→ **Work instructions**
Find every line in the material below that contains the string "strip" and copy each one out in full.

▼

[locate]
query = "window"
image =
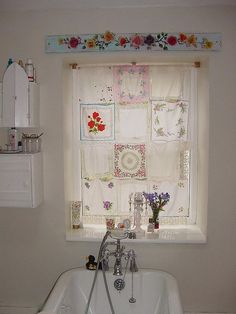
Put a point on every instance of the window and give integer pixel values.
(134, 130)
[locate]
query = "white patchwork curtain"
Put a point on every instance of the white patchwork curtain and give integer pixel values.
(133, 129)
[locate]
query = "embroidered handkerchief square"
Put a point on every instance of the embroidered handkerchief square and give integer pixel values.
(129, 161)
(97, 122)
(169, 121)
(131, 84)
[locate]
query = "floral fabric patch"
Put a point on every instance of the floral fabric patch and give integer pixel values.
(99, 197)
(169, 121)
(178, 205)
(97, 122)
(129, 161)
(131, 84)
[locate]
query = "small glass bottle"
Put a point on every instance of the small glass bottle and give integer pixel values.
(150, 227)
(29, 69)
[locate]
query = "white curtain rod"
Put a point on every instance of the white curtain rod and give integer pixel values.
(195, 64)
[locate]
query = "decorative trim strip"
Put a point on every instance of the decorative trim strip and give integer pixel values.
(110, 41)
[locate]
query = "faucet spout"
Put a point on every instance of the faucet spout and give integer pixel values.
(118, 255)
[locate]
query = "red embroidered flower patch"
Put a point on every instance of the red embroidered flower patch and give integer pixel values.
(95, 123)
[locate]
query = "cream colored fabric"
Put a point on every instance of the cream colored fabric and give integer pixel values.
(170, 82)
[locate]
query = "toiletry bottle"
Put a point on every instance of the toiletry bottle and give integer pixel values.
(150, 227)
(20, 62)
(29, 69)
(13, 138)
(10, 61)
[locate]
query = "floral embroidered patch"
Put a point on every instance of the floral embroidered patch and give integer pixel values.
(129, 161)
(169, 121)
(131, 84)
(97, 122)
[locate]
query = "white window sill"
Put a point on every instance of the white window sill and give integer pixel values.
(166, 234)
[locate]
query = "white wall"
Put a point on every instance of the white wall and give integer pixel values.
(33, 250)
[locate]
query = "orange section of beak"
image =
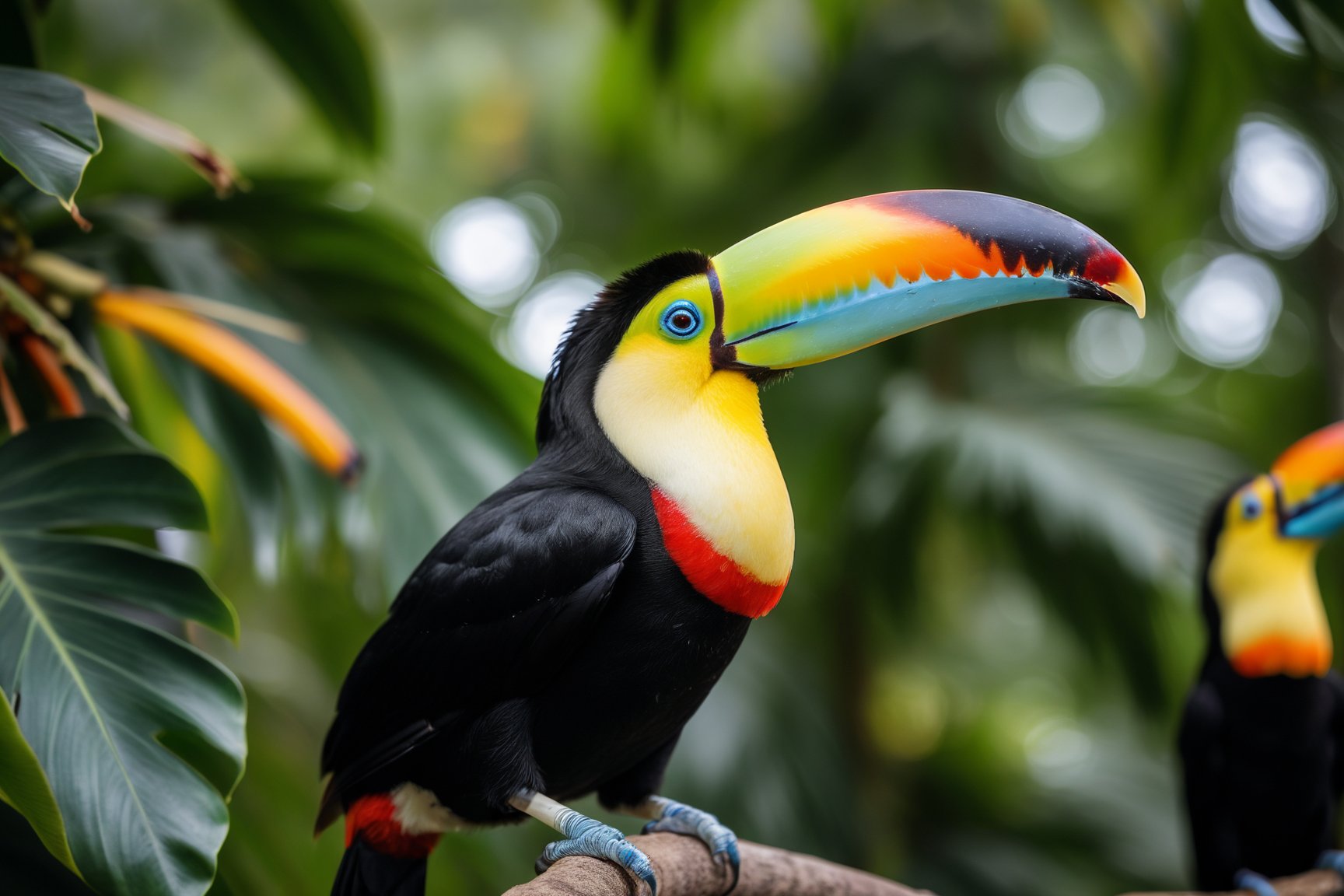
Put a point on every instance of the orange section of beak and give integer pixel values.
(245, 369)
(1276, 654)
(1311, 462)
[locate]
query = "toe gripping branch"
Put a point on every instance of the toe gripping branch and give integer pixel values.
(1332, 860)
(677, 818)
(1258, 884)
(585, 837)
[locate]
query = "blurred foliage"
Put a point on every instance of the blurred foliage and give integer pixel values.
(973, 680)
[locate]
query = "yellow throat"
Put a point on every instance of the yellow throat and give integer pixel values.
(698, 436)
(1273, 621)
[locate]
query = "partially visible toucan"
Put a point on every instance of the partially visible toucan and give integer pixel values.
(1262, 738)
(558, 639)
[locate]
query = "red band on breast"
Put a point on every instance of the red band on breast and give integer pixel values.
(374, 818)
(716, 576)
(1283, 656)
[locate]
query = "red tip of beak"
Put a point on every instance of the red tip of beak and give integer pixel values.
(1312, 462)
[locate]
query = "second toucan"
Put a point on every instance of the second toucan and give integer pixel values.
(1262, 737)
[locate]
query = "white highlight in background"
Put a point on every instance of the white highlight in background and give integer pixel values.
(1279, 188)
(1055, 110)
(487, 249)
(1226, 312)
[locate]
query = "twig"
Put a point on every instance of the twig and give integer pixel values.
(1314, 883)
(686, 870)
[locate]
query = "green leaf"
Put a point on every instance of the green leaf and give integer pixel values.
(1324, 33)
(24, 786)
(326, 49)
(47, 131)
(138, 733)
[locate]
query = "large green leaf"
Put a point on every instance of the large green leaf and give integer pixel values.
(47, 131)
(324, 47)
(138, 733)
(439, 417)
(16, 44)
(24, 786)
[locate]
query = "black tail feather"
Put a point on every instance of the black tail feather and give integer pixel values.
(367, 872)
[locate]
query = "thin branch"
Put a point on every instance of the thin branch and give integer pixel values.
(9, 402)
(1314, 883)
(47, 363)
(686, 870)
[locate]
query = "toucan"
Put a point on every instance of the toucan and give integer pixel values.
(559, 637)
(1262, 733)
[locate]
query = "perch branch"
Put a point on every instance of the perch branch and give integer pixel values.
(1314, 883)
(686, 870)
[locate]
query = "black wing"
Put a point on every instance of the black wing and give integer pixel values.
(1202, 757)
(499, 602)
(1336, 689)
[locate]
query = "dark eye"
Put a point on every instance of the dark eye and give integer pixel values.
(681, 320)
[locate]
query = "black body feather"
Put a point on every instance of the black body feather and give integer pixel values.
(367, 872)
(548, 641)
(1264, 761)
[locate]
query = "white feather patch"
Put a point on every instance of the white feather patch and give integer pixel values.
(418, 812)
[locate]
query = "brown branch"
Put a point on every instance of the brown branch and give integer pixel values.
(684, 868)
(1314, 883)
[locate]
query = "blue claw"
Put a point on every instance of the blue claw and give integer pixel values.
(679, 818)
(590, 837)
(1332, 860)
(1258, 884)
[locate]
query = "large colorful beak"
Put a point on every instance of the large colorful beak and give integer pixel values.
(843, 277)
(1309, 477)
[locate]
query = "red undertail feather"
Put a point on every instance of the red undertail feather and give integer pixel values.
(374, 818)
(709, 571)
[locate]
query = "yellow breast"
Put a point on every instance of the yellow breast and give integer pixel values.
(698, 436)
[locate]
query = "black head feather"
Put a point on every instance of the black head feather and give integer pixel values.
(594, 334)
(1213, 530)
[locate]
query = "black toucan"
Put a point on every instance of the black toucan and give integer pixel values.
(558, 639)
(1262, 738)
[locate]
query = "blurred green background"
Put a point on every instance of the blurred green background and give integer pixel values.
(973, 680)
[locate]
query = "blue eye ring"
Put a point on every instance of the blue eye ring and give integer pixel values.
(681, 320)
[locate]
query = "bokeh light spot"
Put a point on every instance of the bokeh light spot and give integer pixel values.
(1279, 188)
(1108, 345)
(1055, 110)
(541, 320)
(1275, 27)
(1226, 310)
(487, 249)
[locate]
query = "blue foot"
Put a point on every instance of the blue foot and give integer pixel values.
(1258, 884)
(1332, 860)
(590, 837)
(679, 818)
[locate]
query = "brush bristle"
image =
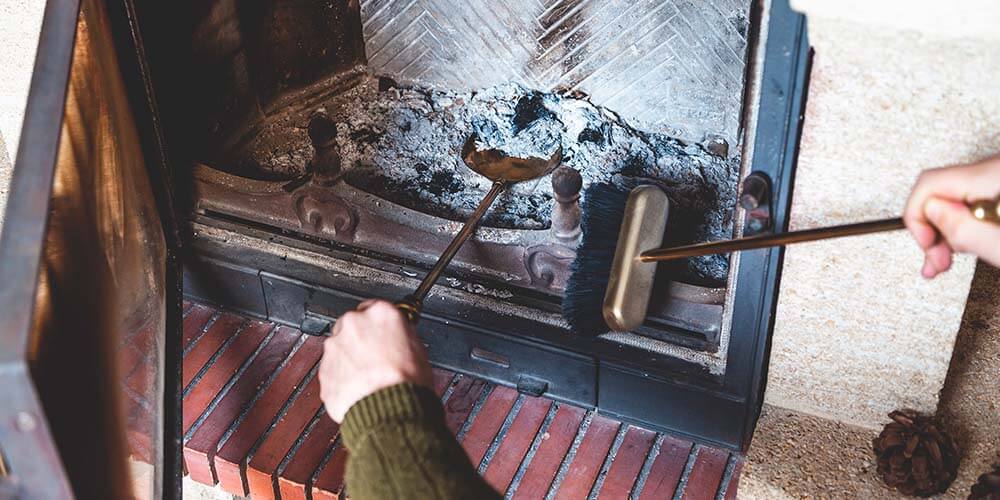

▲

→ **Response**
query = "decorative trim strip"
Put a point on every instance of the decorative trim strip and give integer pixel values.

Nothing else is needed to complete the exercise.